Tuesday, November 20, 2007

Snoop Shopping

Having been hit with dual dental pain yesterday (an unexpected crown and an even more unexpected Mastercard bill), I needed to go shopping. I wandered over to Loehmann’s at lunch, camera in my coat pocket, willing to shop but more willing to snoop. It didn’t take too long for me to end up in the dressing room with a pile of goodies.

First, this jacket. Which I thought was really cute, but not worth its $129 price tags. The satin was cheapish, and the skirt, which was supposed to be an 8, didn’t even zip all the way up. I know, I know, I’ve been reading Tim Gunn and I know size is a number that doesn’t mean anything, but generally it’s at least in the ballpark of zipping. These people cut TINY! On the other hand, what a cute outfit! I love the sleeves, love the piecing at the top of the skirt (very Burda!) and I absolutely adore the flowers around the neck of the jacket.

I do have a weakness for jackets. This one is made from a halfway-decent brocade and has velvet ruffles down the front and around the hem and the sleeves. I love ruffles!

I noticed with both these jackets that they’re lined all the way to the hem, which is how I do it when I foul up my linings. I like the more classic-looking lining, with some of the hem of the garment fabric showing at the hem, but they may be swaying me here into doing it the way that seems to happen for me anyway.

What I discovered is that I’m really attracted to garments that I shouldn’t be wearing, at least not in RTW where I can’t make adjustments. I love full ¾ sleeves, but their fullness added to the recent fullness of my hips (when did that happen? I wore boys’ jeans until I was 30!) is at just the wrong point. I love fussy details like the applied flowers and the ruffles, but I’m too short and solid to really carry them off well. This isn’t me saying that I’m fat, though there’s a certain 10 lbs I wouldn’t miss if they disappeared tomorrow, but being short, I look better in cleaner lines. I know I’ll never cut down on the patterned fabrics, so I have to say no to at least some of the trimmings that make my heart go pitter-pat. So, in the end, 9 out of 11 garments go back on the rack.
# # #
**Required task a:**
Write out the passage of the shopping post starting with "First, this jacket." and going on through "I love ruffles!".

Pointing dataset records
# # #
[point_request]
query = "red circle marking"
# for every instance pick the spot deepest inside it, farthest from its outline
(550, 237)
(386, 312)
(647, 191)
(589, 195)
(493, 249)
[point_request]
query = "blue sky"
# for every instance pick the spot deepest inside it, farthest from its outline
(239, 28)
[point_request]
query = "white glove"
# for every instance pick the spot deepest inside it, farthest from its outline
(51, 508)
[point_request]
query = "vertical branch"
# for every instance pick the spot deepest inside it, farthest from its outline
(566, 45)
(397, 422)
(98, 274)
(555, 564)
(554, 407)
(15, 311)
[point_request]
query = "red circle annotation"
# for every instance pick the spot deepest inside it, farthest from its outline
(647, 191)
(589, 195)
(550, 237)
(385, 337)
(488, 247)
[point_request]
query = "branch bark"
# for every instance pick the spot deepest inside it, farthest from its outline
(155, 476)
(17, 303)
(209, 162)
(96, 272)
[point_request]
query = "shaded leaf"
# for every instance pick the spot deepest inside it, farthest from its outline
# # #
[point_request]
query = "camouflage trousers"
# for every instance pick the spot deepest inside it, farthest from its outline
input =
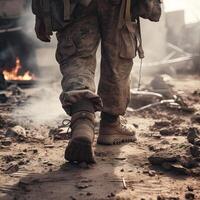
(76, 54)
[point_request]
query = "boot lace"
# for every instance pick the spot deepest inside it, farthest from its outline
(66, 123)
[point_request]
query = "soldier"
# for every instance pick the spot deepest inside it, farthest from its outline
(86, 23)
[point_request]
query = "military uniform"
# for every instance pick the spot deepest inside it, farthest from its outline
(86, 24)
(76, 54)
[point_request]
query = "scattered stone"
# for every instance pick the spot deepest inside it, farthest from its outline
# # #
**Required task b:**
Extract each line of the listing that contains the string "circle". Case counts.

**Worked answer a:**
First, this jacket. Which I thought was really cute, but not worth its $129 price tags. The satin was cheapish, and the skirt, which was supposed to be an 8, didn’t even zip all the way up. I know, I know, I’ve been reading Tim Gunn and I know size is a number that doesn’t mean anything, but generally it’s at least in the ballpark of zipping. These people cut TINY! On the other hand, what a cute outfit! I love the sleeves, love the piecing at the top of the skirt (very Burda!) and I absolutely adore the flowers around the neck of the jacket.

I do have a weakness for jackets. This one is made from a halfway-decent brocade and has velvet ruffles down the front and around the hem and the sleeves. I love ruffles!

**Worked answer b:**
query = "red circle marking"
query = "red circle annotation"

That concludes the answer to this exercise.